-- START Document text --
Hi everyone, I'll be picking up a 1986 Volvo 740GLE turbo-diesel in the next week. It's an automatic transmission, and has about 129K miles on the clock. It drives very well, starts easily, and is in generally good shape.
I've been searching and reading these forums on the D24T engine, as well as the some other volvo diesel web sites. I have an initial question however, what oil should I run in it? The current owner is using Rotella - not sure of the weight - which I think would be just fine. Do we agree?
The car comes with a stack of receipts and documentaion on work performed over the years. Once I get the car I'll figure out when the timing belts were last changed, water pump, etc. The belts look to be in good shape, but you can never be too sure.
Thanks for reading.
get some sort of pre-lubing device for that engine. They reported fail due to the oil pressure's slow progress to the further cylinders on startup.
-- END Document text --
■ Set exercise 1
Do these statements agree with the Volvo post? (a) The car has a manual transmission. (b) The current owner uses Rotella oil. (c) The poster already knows when the timing belts were last changed. Answer yes or no for each, quoting the deciding words.
■ Set exercise 2
Could you write out the Volvo post word for word, from "I've been searching" down to "be too sure."?
■ Set exercise 3
What does the Volvo post say about the present condition of the car and its parts? List every such statement.
-- START Stored records --
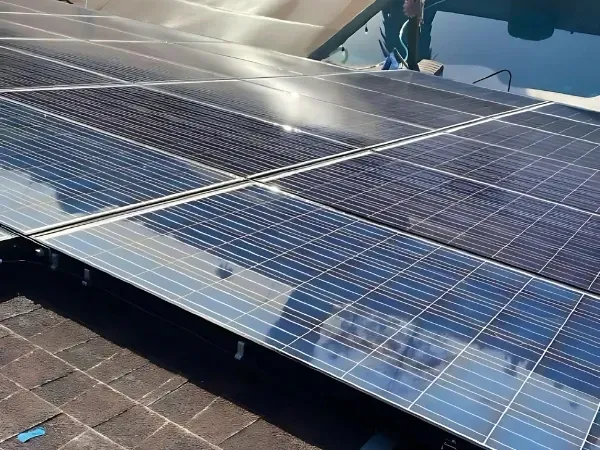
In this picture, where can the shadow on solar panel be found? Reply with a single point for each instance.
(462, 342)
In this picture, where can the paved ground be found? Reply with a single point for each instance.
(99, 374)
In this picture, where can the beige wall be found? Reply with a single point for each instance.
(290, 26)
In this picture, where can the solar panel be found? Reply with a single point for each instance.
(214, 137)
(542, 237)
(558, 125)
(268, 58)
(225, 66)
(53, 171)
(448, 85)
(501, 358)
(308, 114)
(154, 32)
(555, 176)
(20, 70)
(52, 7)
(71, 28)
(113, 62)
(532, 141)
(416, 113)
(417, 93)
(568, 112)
-- END Stored records --
-- START Stored records --
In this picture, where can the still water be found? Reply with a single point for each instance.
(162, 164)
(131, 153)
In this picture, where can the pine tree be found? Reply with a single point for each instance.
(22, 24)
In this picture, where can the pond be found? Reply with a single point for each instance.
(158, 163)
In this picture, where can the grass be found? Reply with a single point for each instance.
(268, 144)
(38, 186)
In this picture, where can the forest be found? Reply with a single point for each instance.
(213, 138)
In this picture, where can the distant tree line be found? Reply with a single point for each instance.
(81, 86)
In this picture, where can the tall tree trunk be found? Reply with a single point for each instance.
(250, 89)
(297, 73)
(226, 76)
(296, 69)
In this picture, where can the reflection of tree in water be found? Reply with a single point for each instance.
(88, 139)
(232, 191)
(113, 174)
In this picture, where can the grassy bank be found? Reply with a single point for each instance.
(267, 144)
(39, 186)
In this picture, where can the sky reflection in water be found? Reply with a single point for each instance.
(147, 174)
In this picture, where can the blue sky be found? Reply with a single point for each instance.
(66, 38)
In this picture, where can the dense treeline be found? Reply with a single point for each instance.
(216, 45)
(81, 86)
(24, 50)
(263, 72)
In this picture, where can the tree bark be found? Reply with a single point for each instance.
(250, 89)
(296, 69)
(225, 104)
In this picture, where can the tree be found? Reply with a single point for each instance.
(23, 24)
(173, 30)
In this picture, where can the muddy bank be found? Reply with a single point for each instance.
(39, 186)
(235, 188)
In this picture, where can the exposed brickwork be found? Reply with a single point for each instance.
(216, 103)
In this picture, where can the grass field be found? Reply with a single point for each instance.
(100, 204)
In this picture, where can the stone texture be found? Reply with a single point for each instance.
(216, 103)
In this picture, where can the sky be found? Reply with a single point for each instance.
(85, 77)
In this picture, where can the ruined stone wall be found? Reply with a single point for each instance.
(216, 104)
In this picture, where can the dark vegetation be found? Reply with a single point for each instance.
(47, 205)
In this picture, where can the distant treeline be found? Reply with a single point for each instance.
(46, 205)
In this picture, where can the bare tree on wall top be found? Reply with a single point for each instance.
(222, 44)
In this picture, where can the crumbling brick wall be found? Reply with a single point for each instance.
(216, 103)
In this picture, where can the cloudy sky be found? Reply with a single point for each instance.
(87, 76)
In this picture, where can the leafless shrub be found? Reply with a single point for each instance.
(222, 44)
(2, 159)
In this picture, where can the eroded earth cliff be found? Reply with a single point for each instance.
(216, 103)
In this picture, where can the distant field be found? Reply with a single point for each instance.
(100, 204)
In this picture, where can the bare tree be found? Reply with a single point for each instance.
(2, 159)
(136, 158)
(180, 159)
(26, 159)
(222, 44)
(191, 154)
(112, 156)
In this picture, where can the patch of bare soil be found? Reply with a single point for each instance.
-- END Stored records --
■ Solution 1
(a) No: "It's an automatic transmission"
(b) Yes: "The current owner is using Rotella"
(c) No: "Once I get the car I'll figure out when the timing belts were last changed"

■ Solution 2
I've been searching and reading these forums on the D24T engine, as well as the some other volvo diesel web sites. I have an initial question however, what oil should I run in it? The current owner is using Rotella - not sure of the weight - which I think would be just fine. Do we agree?
The car comes with a stack of receipts and documentaion on work performed over the years. Once I get the car I'll figure out when the timing belts were last changed, water pump, etc. The belts look to be in good shape, but you can never be too sure.

■ Solution 3
- It drives very well.
- It starts easily.
- It is in generally good shape.
- The belts look to be in good shape.